▶ Reading text

▬▬▬▬▬▬▬▬▬▬

A unanimous decision came today in Kathy Inman v. State Farm Mutual Automobile Insurance Co., No. 41A01-1005-CT-223, which involves a Johnson County woman’s action against State Farm Insurance Company stemming from a November 2006 car collision. Kathy Inman sued on grounds that the other driver was negligent when he struck the rear of her vehicle. Though she later settled with that driver’s insurance company for the $50,000 limit, Inman amended her complaint against State Farm seeking an additional $50,000 in underinsured motorist benefits from her policy that had a $100,000 per person liability cap.

In June 2009, she filed a written offer to settle the case for the policy limit of $50,000, pursuant to Indiana Code 34-51-4-6. State Farm didn’t respond to that request, and earlier this year a jury returned a verdict in Inman’s favor for $50,000. She filed a motion for prejudgment interest in the amount of $3,616.44, plus $13.10 per day after that filing on April 12, 2010. Special Judge Richard Tandy summarily denied that motion.

▬▬▬▬▬▬▬▬▬▬

▶ Stored records
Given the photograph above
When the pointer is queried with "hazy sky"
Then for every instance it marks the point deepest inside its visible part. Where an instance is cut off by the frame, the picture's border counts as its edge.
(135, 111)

▬▬▬▬▬▬▬▬▬▬

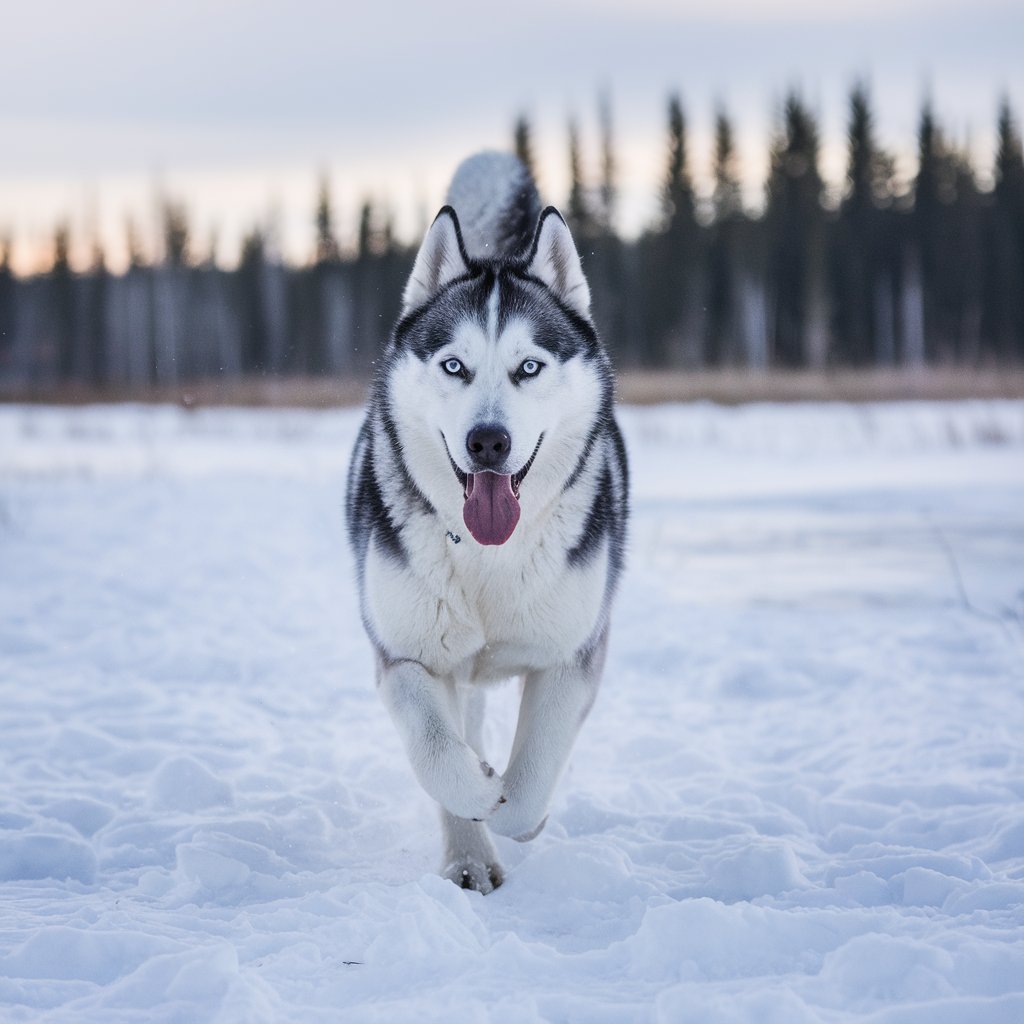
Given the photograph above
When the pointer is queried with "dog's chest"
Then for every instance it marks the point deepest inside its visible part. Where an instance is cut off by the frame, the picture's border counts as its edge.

▬▬▬▬▬▬▬▬▬▬

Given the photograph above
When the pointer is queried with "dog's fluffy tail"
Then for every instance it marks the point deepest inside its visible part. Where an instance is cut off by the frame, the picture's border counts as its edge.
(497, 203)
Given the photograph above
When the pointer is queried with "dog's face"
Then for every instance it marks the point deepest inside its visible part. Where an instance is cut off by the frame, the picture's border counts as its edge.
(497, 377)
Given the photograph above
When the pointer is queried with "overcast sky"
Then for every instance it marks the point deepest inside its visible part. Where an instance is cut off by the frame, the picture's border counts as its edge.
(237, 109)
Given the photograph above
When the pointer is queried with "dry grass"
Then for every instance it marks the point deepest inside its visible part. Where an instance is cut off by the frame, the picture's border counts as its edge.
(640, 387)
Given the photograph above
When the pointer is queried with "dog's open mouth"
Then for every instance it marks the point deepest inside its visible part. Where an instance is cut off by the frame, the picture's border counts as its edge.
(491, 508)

▬▬▬▬▬▬▬▬▬▬

▶ Stated task 1
In the passage about the Inman v. State Farm case, do these statements agree with the text? Answer yes or no for each, quoting the deciding words exactly. (a) Inman settled with the other driver's insurance company for $50,000. (b) State Farm responded to Inman's written offer to settle. (c) The jury's verdict for Inman was $100,000.
▶ Stated task 2
Can you extend the passage about the Inman v. State Farm case, starting right after its last sentence?
You won't need the material for any of this.

▶ Right answer 1
(a) Yes: "she later settled with that driver’s insurance company for the $50,000 limit"
(b) No: "State Farm didn’t respond to that request"
(c) No: "a jury returned a verdict in Inman’s favor for $50,000"

▶ Right answer 2
Analyzing that state law known as the Tort Prejudgment Interest Statute, the appellate court looked at State Farm’s contention that Inman doesn’t meet the TPIS requirements because an underinsured motorist claim is not a civil action arising out of tortious conduct as required by the statute. Though no Indiana cases address that issue, the panel turned to Woods v. Farmers Insurance of Columbus, Inc, 666 N.E.2d 283 (Ohio Ct. App. 1995) for guidance, as well as rulings from Oklahoma, North Carolina, Georgia, and Louisiana.

“We find the reasoning of these cases, as well as similar ones in other jurisdictions, to be persuasive,” Judge Patricia Riley wrote. “We therefore hold that a claim against one’s insurer for underinsured motorist benefits is a civil action arising out of tortious conduct, and the award of prejudgment interest pursuant to IC 34-51-4-5 in such a case is appropriate.”

The court also looked at prejudgment interest in excess of the policy limits, a second issue that no Indiana court has addressed. They looked to Potomac Insurance Company v. Howard, 813 S.W.2d 557 (Tex Ct. App. 1991) for guidance, as well as the Michigan Supreme Court in Denham v. Bedford, 287 N.W.2d 168 (Mich. 1979).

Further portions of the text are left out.